**Set problem**
Write out, precisely and in full, each line of the material.
----------
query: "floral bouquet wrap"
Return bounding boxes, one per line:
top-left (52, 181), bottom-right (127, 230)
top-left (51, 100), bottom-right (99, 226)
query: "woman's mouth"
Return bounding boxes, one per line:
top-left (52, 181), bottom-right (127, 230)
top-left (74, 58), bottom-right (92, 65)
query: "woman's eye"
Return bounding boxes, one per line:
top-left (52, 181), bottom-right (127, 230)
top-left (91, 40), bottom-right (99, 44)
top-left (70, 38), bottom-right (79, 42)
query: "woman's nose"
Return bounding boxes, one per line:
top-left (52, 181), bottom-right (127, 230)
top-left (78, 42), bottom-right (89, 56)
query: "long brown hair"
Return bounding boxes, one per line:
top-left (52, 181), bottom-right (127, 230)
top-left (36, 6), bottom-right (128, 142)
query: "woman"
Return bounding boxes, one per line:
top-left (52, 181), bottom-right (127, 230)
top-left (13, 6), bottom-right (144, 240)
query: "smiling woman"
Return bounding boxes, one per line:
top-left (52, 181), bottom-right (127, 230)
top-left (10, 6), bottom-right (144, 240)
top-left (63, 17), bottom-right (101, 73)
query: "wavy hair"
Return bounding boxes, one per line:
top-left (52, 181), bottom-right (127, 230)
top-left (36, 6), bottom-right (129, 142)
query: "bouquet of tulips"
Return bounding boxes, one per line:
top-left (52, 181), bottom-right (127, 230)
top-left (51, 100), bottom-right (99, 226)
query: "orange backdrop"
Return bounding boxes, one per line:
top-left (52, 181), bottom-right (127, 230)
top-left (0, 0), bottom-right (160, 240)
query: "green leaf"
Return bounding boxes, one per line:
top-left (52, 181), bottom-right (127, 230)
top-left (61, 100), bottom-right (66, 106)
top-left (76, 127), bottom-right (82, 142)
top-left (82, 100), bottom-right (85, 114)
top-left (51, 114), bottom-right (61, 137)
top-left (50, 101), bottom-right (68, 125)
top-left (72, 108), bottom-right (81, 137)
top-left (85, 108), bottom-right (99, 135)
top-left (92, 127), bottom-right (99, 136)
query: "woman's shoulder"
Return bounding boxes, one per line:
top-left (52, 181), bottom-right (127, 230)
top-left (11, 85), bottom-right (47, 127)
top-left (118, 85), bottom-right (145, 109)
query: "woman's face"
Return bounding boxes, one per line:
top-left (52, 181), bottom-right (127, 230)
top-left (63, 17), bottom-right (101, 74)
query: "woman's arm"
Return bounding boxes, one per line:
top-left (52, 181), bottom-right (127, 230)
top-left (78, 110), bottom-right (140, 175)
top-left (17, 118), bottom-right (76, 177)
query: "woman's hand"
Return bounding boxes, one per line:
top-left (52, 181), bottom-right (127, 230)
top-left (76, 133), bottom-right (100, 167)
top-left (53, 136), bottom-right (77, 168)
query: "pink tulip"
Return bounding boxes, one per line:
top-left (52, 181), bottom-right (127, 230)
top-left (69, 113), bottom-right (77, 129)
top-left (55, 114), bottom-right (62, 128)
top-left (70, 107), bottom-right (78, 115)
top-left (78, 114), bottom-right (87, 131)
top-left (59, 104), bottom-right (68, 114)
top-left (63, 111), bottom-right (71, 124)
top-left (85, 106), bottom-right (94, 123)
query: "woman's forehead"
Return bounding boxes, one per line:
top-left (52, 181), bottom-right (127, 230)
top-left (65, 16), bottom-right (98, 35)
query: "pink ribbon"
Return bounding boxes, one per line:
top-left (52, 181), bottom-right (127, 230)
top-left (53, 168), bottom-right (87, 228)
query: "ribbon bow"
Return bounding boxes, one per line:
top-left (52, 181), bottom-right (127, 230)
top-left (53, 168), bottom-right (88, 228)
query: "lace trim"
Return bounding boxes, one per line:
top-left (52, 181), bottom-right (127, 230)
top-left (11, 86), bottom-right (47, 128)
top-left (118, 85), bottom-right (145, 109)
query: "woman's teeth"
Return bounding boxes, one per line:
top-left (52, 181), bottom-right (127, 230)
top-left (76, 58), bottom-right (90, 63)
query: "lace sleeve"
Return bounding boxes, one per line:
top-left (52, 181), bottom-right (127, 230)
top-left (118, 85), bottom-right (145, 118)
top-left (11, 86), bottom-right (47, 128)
----------
**Correct response**
query: "floral bouquet wrap"
Return bounding boxes, one per line:
top-left (52, 181), bottom-right (127, 230)
top-left (51, 100), bottom-right (99, 226)
query: "woman's mouth"
Return bounding boxes, one per line:
top-left (52, 181), bottom-right (127, 230)
top-left (74, 58), bottom-right (92, 65)
query: "woman's eye"
Return bounding boxes, one per line:
top-left (52, 181), bottom-right (127, 230)
top-left (91, 40), bottom-right (99, 44)
top-left (70, 38), bottom-right (79, 42)
query: "woman's nose"
Return bounding boxes, one per line:
top-left (52, 181), bottom-right (127, 230)
top-left (78, 42), bottom-right (89, 56)
query: "long brown hair"
Return bounding boxes, one per line:
top-left (52, 181), bottom-right (127, 230)
top-left (36, 6), bottom-right (128, 142)
query: "woman"
Return bounding boxes, one per line:
top-left (52, 181), bottom-right (127, 230)
top-left (13, 6), bottom-right (144, 240)
query: "smiling woman"
Return bounding boxes, one per line:
top-left (52, 181), bottom-right (127, 230)
top-left (10, 6), bottom-right (144, 240)
top-left (63, 17), bottom-right (101, 73)
query: "wavy hair"
Return bounding boxes, one per line:
top-left (52, 181), bottom-right (127, 230)
top-left (36, 6), bottom-right (129, 142)
query: "bouquet of tulips"
Return bounding boxes, one per line:
top-left (52, 181), bottom-right (127, 230)
top-left (51, 100), bottom-right (99, 226)
query: "orange backdrop"
Return bounding boxes, one per line:
top-left (52, 181), bottom-right (127, 230)
top-left (0, 0), bottom-right (160, 240)
query: "green leaf"
Return bounding boxes, one per line:
top-left (52, 181), bottom-right (127, 230)
top-left (61, 100), bottom-right (66, 106)
top-left (76, 127), bottom-right (82, 142)
top-left (82, 100), bottom-right (85, 114)
top-left (51, 114), bottom-right (61, 137)
top-left (50, 101), bottom-right (68, 125)
top-left (72, 108), bottom-right (81, 137)
top-left (85, 108), bottom-right (99, 135)
top-left (92, 127), bottom-right (99, 136)
query: "woman's shoulder"
Return bounding boxes, one per line:
top-left (52, 181), bottom-right (127, 230)
top-left (11, 85), bottom-right (47, 127)
top-left (118, 85), bottom-right (145, 109)
query: "woman's face"
Return bounding boxes, one per line:
top-left (52, 181), bottom-right (127, 230)
top-left (63, 17), bottom-right (101, 74)
query: "woman's arm"
Return bounding boxes, one per line:
top-left (52, 181), bottom-right (127, 230)
top-left (78, 110), bottom-right (140, 175)
top-left (17, 118), bottom-right (76, 177)
query: "woman's hand"
Return bounding boxes, one per line:
top-left (52, 181), bottom-right (127, 230)
top-left (76, 133), bottom-right (100, 167)
top-left (53, 136), bottom-right (77, 168)
query: "pink tulip"
Return bounding boxes, one per line:
top-left (52, 181), bottom-right (127, 230)
top-left (69, 113), bottom-right (77, 129)
top-left (55, 114), bottom-right (62, 128)
top-left (70, 107), bottom-right (78, 115)
top-left (78, 114), bottom-right (87, 131)
top-left (59, 104), bottom-right (68, 114)
top-left (63, 111), bottom-right (71, 124)
top-left (85, 106), bottom-right (94, 123)
query: "woman's forehead"
Return bounding boxes, one per line:
top-left (52, 181), bottom-right (127, 230)
top-left (65, 16), bottom-right (98, 35)
query: "pink ribbon"
Return bounding boxes, one per line:
top-left (52, 181), bottom-right (127, 230)
top-left (53, 168), bottom-right (87, 228)
query: "ribbon bow"
Return bounding boxes, one per line:
top-left (52, 181), bottom-right (127, 230)
top-left (53, 168), bottom-right (88, 228)
query: "lace trim"
Return bounding boxes, one per line:
top-left (52, 181), bottom-right (127, 230)
top-left (11, 86), bottom-right (47, 128)
top-left (118, 85), bottom-right (145, 109)
query: "woman's teeth"
Return bounding boxes, one per line:
top-left (52, 181), bottom-right (127, 230)
top-left (76, 58), bottom-right (90, 63)
query: "lace sleeve"
Return bounding boxes, one per line:
top-left (52, 181), bottom-right (127, 230)
top-left (118, 85), bottom-right (145, 118)
top-left (11, 86), bottom-right (47, 128)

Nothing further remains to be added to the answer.